The Commission, the Abbott government’s witch hunt into trade unions, is attempting to destroy the reputation of trade unions and by implication portray their representatives on industry fund boards as corrupt.

For example, the Commissioner has accused an employee (not a board member) of the building and construction superannuation fund, Cbus, of leaking personal details of its members to the CFMEU whose members work in that industry. The actions of an employee, if such claims are proven, do not justify punishing the union and its members. Council assisting the Royal Commission Jeremy Stoljar claims there is a “corrupt culture” in Cbus.

The CEO of Westpac-owned BT Financial Group, Brad Cooper, has called for all super funds to have a majority of “independent” directors. This goes further in the weakening trade union voice on boards than Abbott’s plans for one third of board membership to be “independent” directors.

“Independent” means people with expertise and experience in the financial sector – in other words it would give financial institutions control of super boards. After all, that is the aim.

At present most of the employer representatives come from the same industry as the members of the fund, not the financial institutions.

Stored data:
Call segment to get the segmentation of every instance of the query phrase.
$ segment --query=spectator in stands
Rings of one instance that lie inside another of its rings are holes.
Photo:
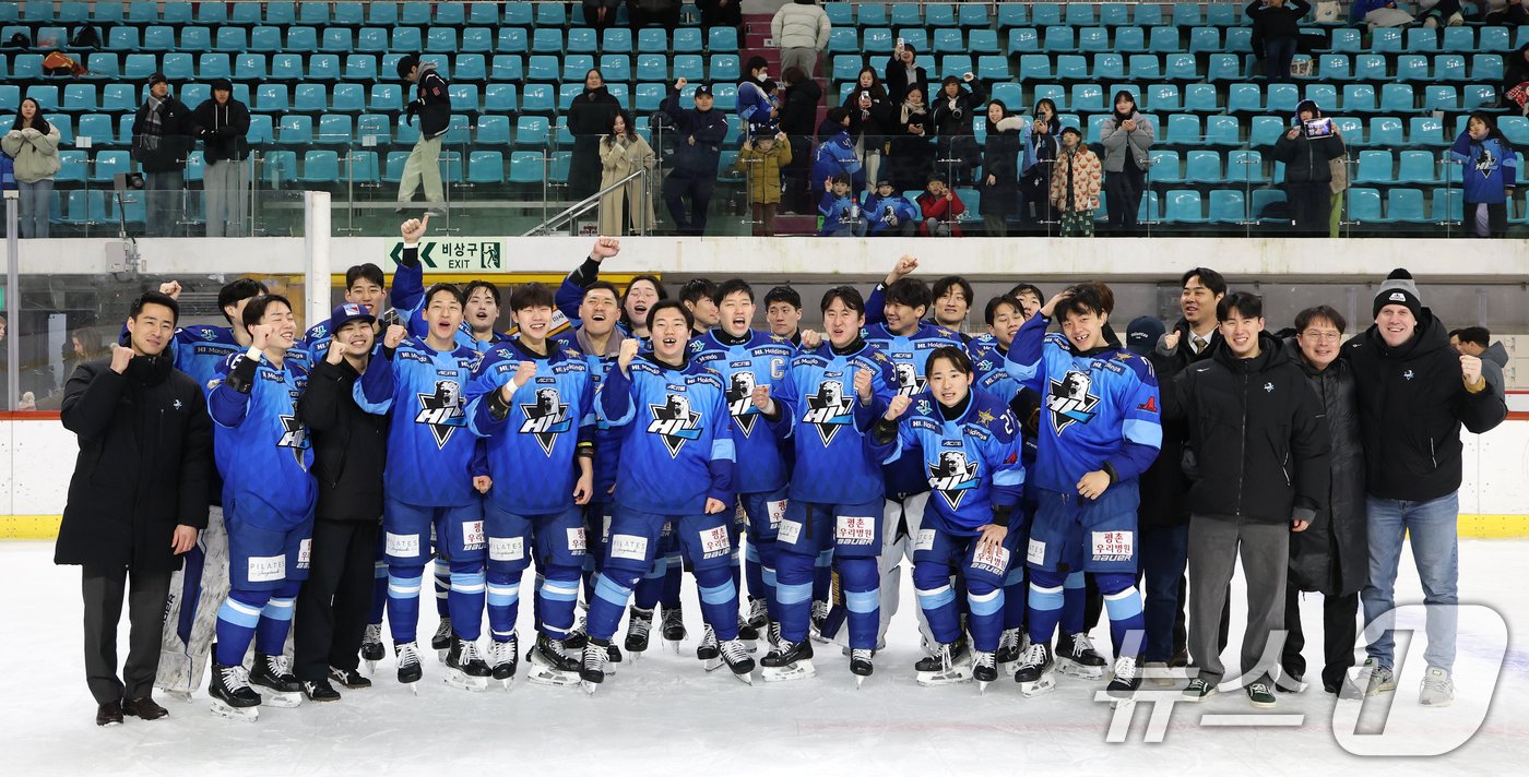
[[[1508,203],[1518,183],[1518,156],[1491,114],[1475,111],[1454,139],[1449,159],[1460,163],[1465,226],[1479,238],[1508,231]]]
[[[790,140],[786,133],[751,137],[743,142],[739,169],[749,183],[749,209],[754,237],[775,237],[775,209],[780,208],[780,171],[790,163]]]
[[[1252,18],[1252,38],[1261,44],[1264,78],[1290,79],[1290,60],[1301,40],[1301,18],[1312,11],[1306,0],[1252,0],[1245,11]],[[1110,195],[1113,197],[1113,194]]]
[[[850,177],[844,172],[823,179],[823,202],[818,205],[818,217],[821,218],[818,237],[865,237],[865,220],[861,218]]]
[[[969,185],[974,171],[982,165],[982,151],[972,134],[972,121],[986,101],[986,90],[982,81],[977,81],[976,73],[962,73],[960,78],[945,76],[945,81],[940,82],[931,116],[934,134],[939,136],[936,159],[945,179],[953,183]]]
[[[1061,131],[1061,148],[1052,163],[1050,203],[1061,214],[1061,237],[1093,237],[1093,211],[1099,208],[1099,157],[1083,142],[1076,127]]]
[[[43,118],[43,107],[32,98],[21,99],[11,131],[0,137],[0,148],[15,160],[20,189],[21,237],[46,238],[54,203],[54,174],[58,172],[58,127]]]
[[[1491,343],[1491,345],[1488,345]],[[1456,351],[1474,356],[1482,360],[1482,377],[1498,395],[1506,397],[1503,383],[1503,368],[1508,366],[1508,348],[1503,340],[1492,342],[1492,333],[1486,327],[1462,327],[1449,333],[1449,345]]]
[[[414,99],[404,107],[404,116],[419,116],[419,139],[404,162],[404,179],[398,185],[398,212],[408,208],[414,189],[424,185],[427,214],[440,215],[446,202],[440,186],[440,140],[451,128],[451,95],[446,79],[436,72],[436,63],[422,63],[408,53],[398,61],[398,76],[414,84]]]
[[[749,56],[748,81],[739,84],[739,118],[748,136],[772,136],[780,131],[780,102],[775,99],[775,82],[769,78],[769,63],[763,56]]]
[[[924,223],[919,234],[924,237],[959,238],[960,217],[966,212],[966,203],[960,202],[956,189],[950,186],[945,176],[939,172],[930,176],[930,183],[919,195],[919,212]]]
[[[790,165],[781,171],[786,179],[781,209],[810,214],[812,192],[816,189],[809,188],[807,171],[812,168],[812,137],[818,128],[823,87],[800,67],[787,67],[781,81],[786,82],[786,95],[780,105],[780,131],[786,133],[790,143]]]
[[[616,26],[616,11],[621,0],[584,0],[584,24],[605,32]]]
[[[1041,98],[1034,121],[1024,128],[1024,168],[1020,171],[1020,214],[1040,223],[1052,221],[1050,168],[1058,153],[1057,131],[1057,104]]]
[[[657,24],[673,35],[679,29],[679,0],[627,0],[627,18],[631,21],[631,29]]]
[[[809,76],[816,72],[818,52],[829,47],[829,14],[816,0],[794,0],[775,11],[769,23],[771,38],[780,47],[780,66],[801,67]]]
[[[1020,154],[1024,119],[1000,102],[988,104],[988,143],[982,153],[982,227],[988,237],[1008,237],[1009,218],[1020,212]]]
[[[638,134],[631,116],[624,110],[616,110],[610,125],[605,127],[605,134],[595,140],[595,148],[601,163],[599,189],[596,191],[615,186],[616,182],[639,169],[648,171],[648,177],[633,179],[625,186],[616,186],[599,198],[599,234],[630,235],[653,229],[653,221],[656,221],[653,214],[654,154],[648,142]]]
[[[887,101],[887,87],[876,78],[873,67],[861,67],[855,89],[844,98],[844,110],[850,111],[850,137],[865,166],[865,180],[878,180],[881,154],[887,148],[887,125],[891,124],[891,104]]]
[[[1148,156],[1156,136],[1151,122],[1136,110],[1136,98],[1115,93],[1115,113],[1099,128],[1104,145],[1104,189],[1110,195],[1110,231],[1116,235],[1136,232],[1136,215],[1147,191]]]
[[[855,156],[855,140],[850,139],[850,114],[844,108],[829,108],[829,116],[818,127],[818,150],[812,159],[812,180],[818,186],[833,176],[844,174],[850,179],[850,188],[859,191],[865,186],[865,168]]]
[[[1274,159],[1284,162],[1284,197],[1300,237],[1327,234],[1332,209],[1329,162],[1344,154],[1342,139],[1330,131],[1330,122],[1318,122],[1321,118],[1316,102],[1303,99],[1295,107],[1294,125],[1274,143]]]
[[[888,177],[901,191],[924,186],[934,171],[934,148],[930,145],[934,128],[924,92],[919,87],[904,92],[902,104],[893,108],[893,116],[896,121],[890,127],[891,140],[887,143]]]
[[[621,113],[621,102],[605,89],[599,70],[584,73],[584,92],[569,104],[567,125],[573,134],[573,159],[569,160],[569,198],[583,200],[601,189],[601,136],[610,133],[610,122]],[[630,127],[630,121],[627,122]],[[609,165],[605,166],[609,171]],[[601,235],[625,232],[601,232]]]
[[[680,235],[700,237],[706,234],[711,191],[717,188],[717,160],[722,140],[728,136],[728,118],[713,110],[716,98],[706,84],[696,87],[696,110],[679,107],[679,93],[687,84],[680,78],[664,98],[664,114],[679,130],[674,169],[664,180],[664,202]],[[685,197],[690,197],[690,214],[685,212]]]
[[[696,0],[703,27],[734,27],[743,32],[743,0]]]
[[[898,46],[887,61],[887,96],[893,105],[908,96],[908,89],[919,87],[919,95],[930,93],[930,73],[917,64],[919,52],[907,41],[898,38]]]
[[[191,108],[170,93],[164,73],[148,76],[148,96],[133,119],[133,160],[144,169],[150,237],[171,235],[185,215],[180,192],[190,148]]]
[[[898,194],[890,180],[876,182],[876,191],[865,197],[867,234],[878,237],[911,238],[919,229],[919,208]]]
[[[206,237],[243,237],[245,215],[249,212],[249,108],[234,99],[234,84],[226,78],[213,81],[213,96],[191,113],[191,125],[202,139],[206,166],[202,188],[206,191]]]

QUESTIONS ON THE MATERIAL =
A: From the passage on union representation on super fund boards, copy the part starting at "The CEO of Westpac-owned" and ending at "the financial institutions.".
B: Answer these questions using the passage on union representation on super fund boards.
(i) Which industry's superannuation fund is Cbus?
(ii) What share of board membership do Abbott's plans assign to "independent" directors?
(iii) Where do most employer representatives on the funds currently come from?

RESULTS FOR EACH TASK =
A:
The CEO of Westpac-owned BT Financial Group, Brad Cooper, has called for all super funds to have a majority of “independent” directors. This goes further in the weakening trade union voice on boards than Abbott’s plans for one third of board membership to be “independent” directors.

“Independent” means people with expertise and experience in the financial sector – in other words it would give financial institutions control of super boards. After all, that is the aim.

At present most of the employer representatives come from the same industry as the members of the fund, not the financial institutions.

B:
(i) The building and construction industry.
(ii) One third.
(iii) From the same industry as the members of the fund, not from the financial institutions.